Annas Sarg auf dem Oldendorfer Kirchhof

Also grub 172 Jahre später Alsdorf an gleicher Stelle. Er legte das Grab frei. Aber: es war leer. Der Richthügel war schnell abgetragen worden - und die Toten fanden anderswo ihre letzte Ruhe. Wo, ist nicht dokumentiert. Aber Alsdorf stieß auf Indizien.

Heimlich und in aller Stille ist die junge Frau auf dem Oldendorfer Kirchhof begraben worden. Für Alsdorf ist das mehr als naheliegend. Denn er war dabei, als sich 2009 die Kreisarchäologie der alten Gräber von Oldendorf annahm, um sie vor einer großen Baumaßnahme zu sichern. Bis 1871 waren an der Kirche Menschen bestattet worden. Und plötzlich stieß eine Kollegin auf ein Grab am Rand, halb unter der Hainbuchenhecke. Der Sarg war nur als Bodenverfärbung erkennbar. 1,70 Meter lang. Der Schädel ruhte im Rippenbogen.

Ein Rätsel scheint gelöst

Am Ende der Dokumentation steht die Annahme, dass die Frau geköpft wurde - und im fraglichen Zeitraum gab es nur eine hingerichtete Frau in der Gegend. Für Alsdorf passt das. Annas Onkel aus Bossel habe ein Familiengrab in Oldendorf besessen - und der junge Oldendorfer Pastor von Spreckelsen hatte Anna als Seelsorger ohnehin durch ihre Haftjahre und bis auf den Richthügel begleitet. Er ist sich sicher: Der Pastor ließ sie nach Oldendorf umbetten. Dieses Rätsel ist für ihn gelöst.

=======

■ Aufgabenstellung
Liste sämtliche Zahlenangaben aus dem Textauszug auf und gib zu jeder an, worauf sie sich bezieht.

=======

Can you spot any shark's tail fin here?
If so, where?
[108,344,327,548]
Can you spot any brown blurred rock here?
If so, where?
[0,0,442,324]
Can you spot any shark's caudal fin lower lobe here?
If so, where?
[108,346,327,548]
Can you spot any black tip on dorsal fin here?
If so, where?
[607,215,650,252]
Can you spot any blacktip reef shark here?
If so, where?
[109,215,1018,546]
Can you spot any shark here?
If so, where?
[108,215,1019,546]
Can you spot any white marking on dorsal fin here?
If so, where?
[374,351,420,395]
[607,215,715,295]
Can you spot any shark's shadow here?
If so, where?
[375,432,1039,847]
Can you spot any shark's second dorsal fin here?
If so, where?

=======

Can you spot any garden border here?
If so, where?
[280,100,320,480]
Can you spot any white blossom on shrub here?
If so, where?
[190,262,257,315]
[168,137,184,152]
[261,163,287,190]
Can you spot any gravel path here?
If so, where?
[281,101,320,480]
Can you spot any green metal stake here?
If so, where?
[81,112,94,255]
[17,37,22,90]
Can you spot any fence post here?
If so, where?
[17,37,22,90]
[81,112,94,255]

=======

■ Lösung
- 172: die Jahre, nach denen Alsdorf an gleicher Stelle grub
- 2009: das Jahr, in dem sich die Kreisarchäologie der alten Gräber von Oldendorf annahm
- 1871: das Jahr, bis zu dem an der Kirche Menschen bestattet wurden
- 1,70 Meter: die Länge des Sarges